___ Passage

Our analysis provides important insights into trends in racial gaps in wait-list mortality. We previously analyzed racial differences in wait-list mortality among children listed for a HT in the US during 1999–2006 and reported that all minority groups were at increased risk of overall and risk-adjusted wait-list mortality.(6) These findings led us to ask whether racial gaps in wait-list mortality have been present since the early years of HT and if so whether they have narrowed with time. We were surprised by the finding that Hispanic children were at a lower risk of risk-adjusted wait-list mortality vs. white children during 1987–1994. A potential explanation for this finding is that during the early years of pediatric HT, Hispanic children deemed to at high risk of poor post-transplant outcome were less likely to be listed. This speculation is supported by a lower percentage of US Hispanic children listed during that era (Figure 1B) and our previous analysis that showed better early post-transplant survival in Hispanic children (vs. other groups) during early years of pediatric HT.(20) The increased risk of wait-list mortality in minority children during 2000–2004 noted in the current analysis is consistent with our previous work.(6) This era is characterized by minority children representing a larger percentage of listed children compared to earlier eras (Figure 1A and 1B). Minority children on ventilator support appeared to be at particularly high risk for wait-list mortality during this era.(6)
The increase in percentage of black and Hispanic children listed for HT across eras appears disproportionate to and cannot be explained solely by a higher percentage of minority children in the US. A potential explanation is a progressive increase in incidence of end-stage heart failure in black and Hispanic children during the last 2 decades, a finding not reported previously. Alternatively, minority children in heart failure may be more likely to get listed for HT in the current era due to increased availability or acceptance of this therapy among minorities. Because the percentage of HT candidates on Medicaid insurance has also increased progressively, HT listing may have been determined by both medical and socioeconomic factors in the earlier eras. If so, these trends may represent a true narrowing of racial/ethnic gaps in access to HT among children in the US.

______

Task brief -
From the passage on racial gaps in pediatric heart transplant wait-list mortality, extract the words starting with "The increase in" and ending after "among children in the US.".

___ Material shown

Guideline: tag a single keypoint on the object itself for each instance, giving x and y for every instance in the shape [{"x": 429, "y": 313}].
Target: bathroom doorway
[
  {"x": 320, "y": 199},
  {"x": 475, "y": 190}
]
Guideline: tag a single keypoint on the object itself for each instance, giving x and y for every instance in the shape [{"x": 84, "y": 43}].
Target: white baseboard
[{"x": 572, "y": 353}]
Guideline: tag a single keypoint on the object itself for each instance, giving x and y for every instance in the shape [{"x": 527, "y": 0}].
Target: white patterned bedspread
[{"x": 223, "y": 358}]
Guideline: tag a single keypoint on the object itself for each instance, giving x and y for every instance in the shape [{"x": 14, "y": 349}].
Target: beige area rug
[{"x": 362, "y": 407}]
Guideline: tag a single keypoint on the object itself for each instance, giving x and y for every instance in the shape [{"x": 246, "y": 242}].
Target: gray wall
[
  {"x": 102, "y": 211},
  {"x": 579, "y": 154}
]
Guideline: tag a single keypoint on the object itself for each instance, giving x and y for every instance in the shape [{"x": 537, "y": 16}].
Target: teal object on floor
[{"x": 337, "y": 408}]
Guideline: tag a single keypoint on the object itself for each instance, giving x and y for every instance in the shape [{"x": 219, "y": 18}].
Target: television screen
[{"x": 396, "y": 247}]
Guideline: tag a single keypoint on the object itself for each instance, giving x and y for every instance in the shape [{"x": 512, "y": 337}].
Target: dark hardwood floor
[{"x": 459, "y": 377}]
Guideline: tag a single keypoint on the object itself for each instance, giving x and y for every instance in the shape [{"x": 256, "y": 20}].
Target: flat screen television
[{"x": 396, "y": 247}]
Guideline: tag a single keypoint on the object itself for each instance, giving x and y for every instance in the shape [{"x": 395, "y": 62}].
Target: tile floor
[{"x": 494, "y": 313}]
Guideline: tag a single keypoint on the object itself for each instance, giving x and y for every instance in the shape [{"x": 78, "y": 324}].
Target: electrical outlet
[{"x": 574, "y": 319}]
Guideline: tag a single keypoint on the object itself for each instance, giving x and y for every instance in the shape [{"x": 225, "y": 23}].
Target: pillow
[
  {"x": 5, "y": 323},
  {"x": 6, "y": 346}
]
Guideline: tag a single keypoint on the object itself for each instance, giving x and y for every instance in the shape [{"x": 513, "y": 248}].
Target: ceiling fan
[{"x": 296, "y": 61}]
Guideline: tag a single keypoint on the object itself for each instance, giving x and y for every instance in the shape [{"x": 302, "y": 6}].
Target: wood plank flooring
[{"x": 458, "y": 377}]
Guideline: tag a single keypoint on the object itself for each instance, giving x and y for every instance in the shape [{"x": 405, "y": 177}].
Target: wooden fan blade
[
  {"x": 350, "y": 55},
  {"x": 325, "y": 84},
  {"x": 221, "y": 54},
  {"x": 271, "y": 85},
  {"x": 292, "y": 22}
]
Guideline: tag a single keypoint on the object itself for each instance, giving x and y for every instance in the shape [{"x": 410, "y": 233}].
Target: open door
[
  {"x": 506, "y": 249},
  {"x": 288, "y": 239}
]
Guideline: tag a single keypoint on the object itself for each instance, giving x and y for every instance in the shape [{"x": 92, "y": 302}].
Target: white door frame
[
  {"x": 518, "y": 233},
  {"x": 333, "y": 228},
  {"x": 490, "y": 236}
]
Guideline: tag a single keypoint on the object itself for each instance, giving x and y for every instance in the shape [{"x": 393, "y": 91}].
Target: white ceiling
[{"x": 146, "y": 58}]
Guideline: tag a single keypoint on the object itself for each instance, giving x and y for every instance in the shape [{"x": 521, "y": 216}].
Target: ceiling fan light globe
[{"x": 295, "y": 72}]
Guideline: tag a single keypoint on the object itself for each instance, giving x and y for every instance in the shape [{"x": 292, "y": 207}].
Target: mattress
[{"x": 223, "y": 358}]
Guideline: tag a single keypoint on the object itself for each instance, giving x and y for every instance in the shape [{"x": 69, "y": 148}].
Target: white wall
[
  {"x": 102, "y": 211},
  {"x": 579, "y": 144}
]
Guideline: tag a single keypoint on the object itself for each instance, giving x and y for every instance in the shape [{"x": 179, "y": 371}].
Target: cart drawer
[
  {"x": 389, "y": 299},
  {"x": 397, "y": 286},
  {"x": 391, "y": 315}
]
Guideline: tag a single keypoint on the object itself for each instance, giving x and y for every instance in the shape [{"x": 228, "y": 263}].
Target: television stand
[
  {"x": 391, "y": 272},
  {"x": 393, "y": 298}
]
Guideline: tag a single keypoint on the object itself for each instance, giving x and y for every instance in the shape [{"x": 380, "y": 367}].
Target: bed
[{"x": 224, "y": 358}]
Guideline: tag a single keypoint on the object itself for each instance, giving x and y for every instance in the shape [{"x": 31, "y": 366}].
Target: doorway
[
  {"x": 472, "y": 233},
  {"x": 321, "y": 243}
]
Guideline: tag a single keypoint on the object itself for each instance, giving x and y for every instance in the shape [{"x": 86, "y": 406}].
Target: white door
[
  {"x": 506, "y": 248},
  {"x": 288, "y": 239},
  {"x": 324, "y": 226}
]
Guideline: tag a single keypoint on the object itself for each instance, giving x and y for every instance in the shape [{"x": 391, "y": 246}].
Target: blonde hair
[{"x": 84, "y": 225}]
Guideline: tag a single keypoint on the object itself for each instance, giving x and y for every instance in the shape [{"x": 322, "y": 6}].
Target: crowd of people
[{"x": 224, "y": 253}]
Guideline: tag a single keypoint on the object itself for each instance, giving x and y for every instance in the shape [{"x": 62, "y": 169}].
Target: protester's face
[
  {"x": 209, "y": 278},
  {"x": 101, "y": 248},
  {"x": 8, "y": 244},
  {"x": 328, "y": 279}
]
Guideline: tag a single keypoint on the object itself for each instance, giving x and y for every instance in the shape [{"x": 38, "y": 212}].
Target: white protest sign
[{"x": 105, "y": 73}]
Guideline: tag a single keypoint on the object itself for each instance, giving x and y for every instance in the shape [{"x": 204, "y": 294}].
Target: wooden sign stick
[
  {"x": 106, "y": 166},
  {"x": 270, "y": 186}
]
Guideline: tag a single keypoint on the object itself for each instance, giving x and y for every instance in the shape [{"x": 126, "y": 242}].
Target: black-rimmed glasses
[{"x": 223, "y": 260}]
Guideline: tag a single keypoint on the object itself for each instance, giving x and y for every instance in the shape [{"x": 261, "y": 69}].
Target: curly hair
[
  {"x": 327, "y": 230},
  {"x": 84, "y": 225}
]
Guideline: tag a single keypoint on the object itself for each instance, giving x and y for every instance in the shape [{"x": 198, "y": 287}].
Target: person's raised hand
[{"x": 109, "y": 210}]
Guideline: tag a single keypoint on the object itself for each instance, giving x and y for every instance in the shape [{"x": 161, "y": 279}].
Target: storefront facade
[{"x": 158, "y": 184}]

______

Answer for this exercise -
The increase in percentage of black and Hispanic children listed for HT across eras appears disproportionate to and cannot be explained solely by a higher percentage of minority children in the US. A potential explanation is a progressive increase in incidence of end-stage heart failure in black and Hispanic children during the last 2 decades, a finding not reported previously. Alternatively, minority children in heart failure may be more likely to get listed for HT in the current era due to increased availability or acceptance of this therapy among minorities. Because the percentage of HT candidates on Medicaid insurance has also increased progressively, HT listing may have been determined by both medical and socioeconomic factors in the earlier eras. If so, these trends may represent a true narrowing of racial/ethnic gaps in access to HT among children in the US.